▶ **WHAT TO PRODUCE**
Find each line in the data below that contains the string "tile", and copy those lines. The match is case-sensitive.

▶ **RAW DATA**
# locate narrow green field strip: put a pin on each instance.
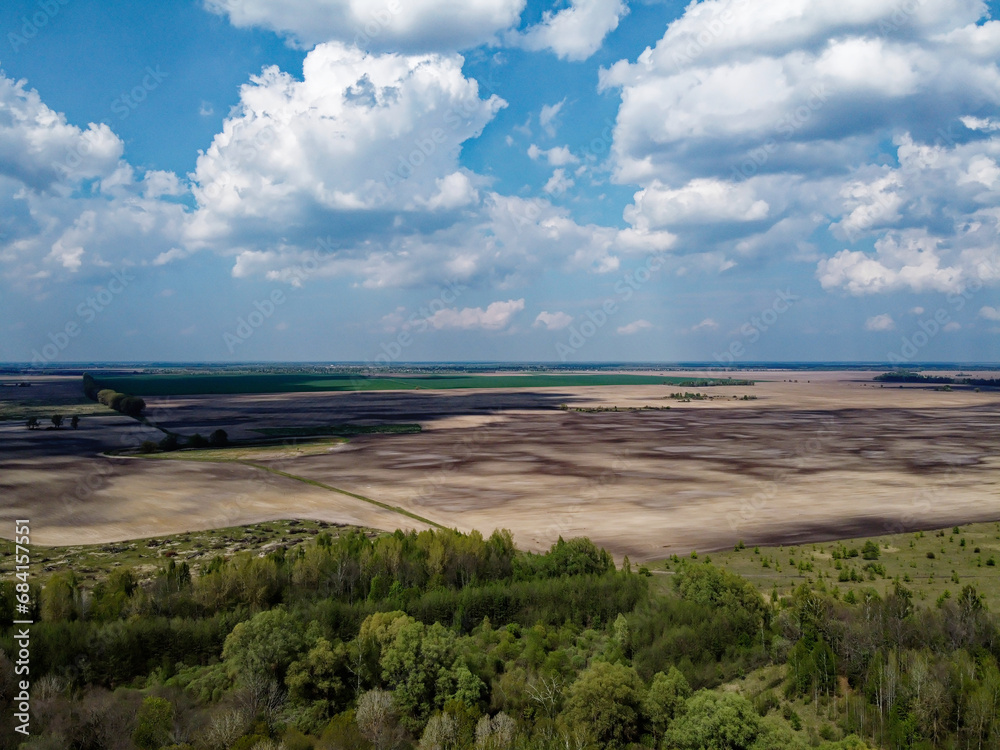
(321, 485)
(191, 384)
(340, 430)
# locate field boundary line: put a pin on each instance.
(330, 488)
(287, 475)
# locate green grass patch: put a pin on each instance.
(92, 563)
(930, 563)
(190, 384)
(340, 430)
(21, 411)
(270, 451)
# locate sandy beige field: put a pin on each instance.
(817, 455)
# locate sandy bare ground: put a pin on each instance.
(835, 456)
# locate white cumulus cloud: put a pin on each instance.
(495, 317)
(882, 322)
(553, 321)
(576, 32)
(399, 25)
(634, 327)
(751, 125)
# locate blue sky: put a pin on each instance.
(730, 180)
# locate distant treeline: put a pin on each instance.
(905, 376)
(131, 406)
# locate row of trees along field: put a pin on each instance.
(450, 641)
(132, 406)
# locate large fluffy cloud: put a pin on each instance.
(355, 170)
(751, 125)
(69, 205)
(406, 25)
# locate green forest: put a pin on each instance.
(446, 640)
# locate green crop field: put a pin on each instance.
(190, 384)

---

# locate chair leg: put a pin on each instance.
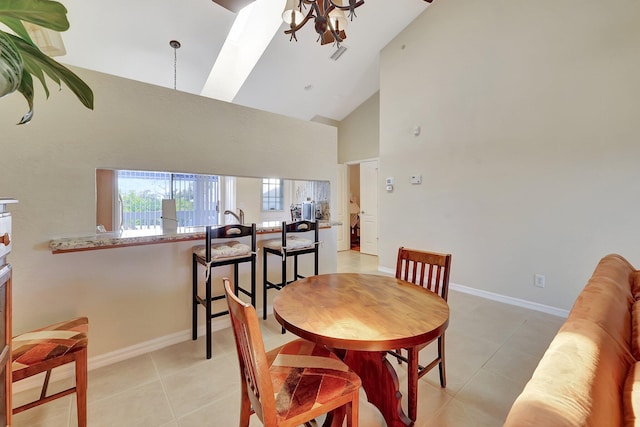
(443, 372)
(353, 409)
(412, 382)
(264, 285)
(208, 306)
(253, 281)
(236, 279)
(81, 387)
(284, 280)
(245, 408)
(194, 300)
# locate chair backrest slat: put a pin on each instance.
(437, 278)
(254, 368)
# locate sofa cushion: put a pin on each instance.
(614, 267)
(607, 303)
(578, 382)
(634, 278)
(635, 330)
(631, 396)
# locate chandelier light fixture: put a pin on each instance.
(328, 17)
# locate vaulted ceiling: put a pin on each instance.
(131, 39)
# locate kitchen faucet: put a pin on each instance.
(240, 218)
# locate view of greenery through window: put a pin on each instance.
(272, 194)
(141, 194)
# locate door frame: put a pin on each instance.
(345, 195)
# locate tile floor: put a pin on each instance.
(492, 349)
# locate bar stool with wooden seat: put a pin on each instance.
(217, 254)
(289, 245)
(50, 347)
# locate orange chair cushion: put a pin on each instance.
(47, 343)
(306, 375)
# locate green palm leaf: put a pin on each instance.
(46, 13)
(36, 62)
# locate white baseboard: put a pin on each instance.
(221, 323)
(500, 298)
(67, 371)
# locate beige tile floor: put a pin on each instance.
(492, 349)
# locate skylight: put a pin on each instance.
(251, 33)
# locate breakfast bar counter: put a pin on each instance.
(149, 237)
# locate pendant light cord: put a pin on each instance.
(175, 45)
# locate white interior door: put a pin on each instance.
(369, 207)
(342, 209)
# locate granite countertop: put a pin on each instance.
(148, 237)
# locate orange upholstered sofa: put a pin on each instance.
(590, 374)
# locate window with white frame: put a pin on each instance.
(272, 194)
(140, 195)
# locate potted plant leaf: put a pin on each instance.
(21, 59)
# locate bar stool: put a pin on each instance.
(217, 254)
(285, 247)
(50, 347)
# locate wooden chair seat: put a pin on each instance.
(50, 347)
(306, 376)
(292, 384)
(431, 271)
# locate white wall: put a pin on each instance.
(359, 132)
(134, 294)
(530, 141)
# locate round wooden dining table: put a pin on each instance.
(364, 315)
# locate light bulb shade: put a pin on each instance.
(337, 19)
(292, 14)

* * *

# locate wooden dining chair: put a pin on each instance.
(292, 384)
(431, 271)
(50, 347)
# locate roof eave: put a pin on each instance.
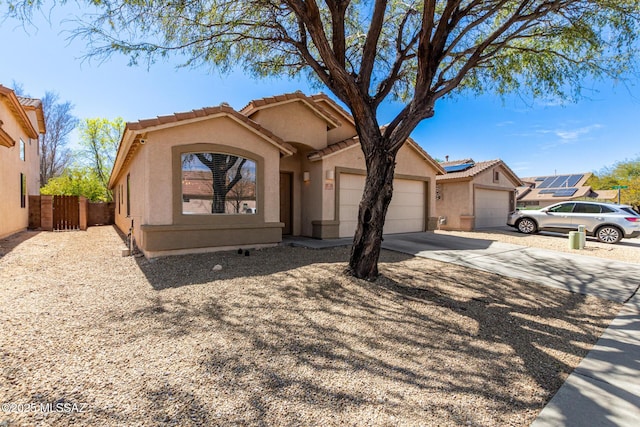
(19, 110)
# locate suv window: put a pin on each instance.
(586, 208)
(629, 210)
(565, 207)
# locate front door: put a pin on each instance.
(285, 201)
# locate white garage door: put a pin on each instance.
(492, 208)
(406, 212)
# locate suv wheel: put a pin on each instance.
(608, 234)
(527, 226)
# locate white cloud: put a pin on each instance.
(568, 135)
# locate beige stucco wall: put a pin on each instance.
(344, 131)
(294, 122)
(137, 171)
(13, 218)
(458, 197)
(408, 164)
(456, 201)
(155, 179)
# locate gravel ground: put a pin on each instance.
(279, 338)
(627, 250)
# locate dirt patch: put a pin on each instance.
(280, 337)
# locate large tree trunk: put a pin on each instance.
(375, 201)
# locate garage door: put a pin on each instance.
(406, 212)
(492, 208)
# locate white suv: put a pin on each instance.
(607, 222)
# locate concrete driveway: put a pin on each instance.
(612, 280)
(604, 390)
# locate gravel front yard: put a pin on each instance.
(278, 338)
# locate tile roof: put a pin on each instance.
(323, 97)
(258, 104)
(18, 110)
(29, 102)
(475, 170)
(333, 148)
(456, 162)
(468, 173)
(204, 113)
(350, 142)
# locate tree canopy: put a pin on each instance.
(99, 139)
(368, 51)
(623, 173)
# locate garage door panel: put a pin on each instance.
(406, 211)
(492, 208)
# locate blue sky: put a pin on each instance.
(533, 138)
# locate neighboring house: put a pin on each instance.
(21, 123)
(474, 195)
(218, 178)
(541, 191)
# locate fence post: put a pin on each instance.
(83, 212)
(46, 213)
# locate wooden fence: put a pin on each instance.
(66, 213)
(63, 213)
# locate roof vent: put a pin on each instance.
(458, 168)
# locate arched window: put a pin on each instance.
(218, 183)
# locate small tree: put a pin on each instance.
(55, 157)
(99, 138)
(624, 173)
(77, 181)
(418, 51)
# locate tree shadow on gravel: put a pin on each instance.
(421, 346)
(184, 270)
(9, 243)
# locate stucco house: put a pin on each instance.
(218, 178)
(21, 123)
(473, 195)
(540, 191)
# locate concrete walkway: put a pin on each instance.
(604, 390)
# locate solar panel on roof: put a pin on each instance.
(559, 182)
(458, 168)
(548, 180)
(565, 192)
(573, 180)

▶ **RESULT**
# locate tile floor: put a pin on each instance.
# locate beige tile floor: put a pin on each instance.
# locate tile roof: put a pin on each instance.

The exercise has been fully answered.